* _Problem statement_:
Copy out exactly each line from the line with "Mark every instance of the forehead" through the last line of the material below.

* _The data_:

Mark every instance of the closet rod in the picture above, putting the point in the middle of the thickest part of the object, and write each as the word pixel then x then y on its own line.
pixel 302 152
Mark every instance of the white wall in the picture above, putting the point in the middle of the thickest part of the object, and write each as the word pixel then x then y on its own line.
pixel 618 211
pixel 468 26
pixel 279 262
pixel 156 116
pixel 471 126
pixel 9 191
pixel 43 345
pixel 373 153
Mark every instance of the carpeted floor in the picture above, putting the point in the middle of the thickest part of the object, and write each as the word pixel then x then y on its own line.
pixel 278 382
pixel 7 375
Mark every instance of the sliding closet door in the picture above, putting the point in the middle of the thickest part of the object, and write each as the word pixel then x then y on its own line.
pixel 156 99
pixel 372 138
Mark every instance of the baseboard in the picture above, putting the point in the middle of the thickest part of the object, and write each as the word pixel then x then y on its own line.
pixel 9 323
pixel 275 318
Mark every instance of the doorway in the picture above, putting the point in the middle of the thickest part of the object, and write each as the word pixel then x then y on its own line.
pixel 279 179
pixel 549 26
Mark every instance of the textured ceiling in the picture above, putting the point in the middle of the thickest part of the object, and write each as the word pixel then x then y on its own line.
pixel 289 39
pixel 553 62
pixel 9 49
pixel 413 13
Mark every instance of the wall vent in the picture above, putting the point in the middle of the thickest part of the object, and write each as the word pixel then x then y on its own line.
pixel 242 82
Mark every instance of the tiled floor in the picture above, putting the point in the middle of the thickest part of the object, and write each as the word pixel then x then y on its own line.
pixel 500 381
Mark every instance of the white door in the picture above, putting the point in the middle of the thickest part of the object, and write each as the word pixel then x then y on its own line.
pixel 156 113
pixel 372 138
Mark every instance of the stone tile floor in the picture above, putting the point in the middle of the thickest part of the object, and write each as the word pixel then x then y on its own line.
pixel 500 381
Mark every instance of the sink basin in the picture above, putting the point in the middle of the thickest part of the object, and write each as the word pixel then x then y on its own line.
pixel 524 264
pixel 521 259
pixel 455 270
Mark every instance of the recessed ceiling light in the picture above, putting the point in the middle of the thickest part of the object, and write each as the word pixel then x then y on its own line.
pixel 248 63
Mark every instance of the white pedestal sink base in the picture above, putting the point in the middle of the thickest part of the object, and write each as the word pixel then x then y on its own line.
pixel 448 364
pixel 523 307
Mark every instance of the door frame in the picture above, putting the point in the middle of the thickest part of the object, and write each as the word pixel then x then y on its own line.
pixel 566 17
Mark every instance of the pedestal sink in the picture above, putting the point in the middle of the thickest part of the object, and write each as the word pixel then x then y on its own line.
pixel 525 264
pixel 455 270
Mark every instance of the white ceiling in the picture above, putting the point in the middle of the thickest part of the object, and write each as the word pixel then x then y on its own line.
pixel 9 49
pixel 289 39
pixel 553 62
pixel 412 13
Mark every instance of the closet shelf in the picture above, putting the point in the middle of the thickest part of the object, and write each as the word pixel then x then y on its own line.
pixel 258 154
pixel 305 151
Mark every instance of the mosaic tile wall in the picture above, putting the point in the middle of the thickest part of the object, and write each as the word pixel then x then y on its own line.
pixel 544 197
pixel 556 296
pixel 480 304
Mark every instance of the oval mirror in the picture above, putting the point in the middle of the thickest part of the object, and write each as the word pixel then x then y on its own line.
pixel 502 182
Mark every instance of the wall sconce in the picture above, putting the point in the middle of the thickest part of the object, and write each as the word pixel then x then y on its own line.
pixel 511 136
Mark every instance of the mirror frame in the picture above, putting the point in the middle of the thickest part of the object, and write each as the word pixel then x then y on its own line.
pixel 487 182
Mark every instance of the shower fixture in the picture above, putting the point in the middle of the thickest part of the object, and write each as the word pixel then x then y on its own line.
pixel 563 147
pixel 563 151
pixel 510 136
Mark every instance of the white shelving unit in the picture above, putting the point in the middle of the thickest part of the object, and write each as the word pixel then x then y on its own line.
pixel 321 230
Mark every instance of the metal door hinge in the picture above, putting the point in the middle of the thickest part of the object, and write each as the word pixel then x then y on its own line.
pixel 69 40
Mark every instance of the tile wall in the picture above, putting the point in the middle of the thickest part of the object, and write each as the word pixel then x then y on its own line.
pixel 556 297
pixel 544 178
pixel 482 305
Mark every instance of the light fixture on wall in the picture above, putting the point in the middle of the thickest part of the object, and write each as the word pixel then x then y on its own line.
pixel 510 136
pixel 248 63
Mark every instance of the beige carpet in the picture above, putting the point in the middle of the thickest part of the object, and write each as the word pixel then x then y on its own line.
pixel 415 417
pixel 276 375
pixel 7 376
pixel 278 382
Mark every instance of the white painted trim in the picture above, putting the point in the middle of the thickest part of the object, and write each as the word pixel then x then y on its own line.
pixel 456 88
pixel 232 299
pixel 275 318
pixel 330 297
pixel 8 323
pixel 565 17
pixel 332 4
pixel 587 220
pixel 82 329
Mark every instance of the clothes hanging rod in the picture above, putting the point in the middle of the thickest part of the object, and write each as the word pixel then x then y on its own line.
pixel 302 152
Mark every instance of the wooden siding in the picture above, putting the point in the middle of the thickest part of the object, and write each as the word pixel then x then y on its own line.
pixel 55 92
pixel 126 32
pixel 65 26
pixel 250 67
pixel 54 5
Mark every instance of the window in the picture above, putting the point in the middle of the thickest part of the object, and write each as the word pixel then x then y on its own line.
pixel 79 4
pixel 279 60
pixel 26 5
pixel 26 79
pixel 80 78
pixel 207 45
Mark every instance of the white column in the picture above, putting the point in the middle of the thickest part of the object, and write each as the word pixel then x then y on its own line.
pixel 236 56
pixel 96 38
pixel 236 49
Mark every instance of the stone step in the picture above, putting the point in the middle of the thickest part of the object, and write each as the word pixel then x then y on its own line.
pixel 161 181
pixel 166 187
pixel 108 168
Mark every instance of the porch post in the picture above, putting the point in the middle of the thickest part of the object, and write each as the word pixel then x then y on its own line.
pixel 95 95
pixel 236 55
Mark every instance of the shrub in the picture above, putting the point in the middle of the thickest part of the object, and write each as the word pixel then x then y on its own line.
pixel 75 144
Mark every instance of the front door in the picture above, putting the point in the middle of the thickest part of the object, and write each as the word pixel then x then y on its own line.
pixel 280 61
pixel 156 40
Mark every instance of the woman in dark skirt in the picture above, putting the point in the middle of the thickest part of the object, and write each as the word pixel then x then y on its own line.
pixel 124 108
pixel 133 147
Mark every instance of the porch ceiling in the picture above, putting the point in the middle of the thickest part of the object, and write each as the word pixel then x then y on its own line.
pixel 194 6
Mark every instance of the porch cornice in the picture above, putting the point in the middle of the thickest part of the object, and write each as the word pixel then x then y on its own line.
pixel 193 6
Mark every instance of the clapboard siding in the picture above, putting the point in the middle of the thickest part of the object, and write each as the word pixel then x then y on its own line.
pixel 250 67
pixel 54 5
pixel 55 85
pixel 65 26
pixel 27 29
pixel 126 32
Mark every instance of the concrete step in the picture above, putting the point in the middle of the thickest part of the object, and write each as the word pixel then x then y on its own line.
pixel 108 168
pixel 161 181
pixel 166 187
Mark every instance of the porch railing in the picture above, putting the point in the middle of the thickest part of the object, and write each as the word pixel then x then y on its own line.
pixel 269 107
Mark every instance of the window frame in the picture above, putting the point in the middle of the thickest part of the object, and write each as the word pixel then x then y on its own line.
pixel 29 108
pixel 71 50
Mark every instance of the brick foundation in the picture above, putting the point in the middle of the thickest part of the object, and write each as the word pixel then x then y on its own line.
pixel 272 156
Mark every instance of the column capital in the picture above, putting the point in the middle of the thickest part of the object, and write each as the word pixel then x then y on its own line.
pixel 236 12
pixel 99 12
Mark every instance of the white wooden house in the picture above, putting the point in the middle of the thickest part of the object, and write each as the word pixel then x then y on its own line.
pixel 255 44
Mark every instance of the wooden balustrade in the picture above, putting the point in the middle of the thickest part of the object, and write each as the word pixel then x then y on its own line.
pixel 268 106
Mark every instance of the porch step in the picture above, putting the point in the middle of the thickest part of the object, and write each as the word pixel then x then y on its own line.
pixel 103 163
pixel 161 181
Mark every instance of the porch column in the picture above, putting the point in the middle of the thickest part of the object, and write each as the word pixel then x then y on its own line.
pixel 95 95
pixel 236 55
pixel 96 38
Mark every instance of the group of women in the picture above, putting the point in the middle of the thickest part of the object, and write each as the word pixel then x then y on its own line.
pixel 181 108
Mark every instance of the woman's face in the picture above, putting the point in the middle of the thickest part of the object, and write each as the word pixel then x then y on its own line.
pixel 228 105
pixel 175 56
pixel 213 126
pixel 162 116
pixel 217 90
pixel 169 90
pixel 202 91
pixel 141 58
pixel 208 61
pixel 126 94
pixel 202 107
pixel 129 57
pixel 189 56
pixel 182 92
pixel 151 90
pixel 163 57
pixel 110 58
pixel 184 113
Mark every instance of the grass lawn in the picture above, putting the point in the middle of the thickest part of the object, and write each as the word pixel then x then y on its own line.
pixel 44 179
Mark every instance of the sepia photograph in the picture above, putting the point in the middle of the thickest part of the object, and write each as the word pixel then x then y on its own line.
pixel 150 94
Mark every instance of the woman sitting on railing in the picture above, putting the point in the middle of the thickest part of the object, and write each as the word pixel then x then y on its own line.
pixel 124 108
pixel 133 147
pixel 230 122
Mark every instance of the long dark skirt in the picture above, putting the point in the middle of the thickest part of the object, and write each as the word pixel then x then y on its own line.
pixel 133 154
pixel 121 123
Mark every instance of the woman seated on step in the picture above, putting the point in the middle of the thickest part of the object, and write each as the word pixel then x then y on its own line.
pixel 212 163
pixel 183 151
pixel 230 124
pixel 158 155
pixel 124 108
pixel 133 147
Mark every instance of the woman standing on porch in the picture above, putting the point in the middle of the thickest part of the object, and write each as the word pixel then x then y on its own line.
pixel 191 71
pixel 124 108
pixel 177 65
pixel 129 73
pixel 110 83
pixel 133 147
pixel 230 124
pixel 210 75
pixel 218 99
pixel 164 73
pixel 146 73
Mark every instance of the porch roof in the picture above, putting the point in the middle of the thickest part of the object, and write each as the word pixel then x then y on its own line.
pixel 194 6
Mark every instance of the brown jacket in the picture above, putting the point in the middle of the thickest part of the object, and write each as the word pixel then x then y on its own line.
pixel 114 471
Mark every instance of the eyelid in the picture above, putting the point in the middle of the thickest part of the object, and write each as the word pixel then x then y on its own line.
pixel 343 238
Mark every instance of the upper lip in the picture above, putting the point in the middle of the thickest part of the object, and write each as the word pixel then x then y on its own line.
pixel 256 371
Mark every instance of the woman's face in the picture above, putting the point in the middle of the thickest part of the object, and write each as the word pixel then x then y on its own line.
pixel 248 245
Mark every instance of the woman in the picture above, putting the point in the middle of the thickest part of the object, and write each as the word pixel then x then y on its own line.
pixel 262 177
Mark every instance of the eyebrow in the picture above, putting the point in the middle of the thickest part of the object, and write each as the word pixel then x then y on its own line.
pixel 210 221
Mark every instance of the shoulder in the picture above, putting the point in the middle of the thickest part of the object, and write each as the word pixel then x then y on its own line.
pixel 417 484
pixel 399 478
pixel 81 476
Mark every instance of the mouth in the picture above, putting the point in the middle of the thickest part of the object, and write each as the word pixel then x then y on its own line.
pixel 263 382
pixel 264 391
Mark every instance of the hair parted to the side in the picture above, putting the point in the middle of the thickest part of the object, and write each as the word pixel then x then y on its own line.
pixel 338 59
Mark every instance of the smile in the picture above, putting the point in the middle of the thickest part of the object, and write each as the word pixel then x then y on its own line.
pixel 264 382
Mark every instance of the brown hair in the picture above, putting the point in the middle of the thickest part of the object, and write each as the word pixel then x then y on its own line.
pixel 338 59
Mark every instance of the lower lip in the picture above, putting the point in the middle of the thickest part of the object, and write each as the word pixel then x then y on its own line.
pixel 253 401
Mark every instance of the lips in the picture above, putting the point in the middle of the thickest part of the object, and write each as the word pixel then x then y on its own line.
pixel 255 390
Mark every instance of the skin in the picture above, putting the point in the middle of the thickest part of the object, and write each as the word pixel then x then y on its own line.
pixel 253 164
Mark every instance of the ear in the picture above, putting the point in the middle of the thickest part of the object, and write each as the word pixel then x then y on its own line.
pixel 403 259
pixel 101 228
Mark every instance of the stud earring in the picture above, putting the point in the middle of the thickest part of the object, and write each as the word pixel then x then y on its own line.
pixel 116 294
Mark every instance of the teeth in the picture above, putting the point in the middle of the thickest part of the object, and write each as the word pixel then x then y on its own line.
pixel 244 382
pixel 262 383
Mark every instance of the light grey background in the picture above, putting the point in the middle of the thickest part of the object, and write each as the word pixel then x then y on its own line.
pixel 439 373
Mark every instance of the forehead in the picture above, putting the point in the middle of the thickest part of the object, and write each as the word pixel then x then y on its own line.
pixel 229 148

* _Exercise response_:
Mark every instance of the forehead in the picture above, putting the point in the middle of the thickest part of the object, and write each as the word pixel then x then y on its own line.
pixel 229 148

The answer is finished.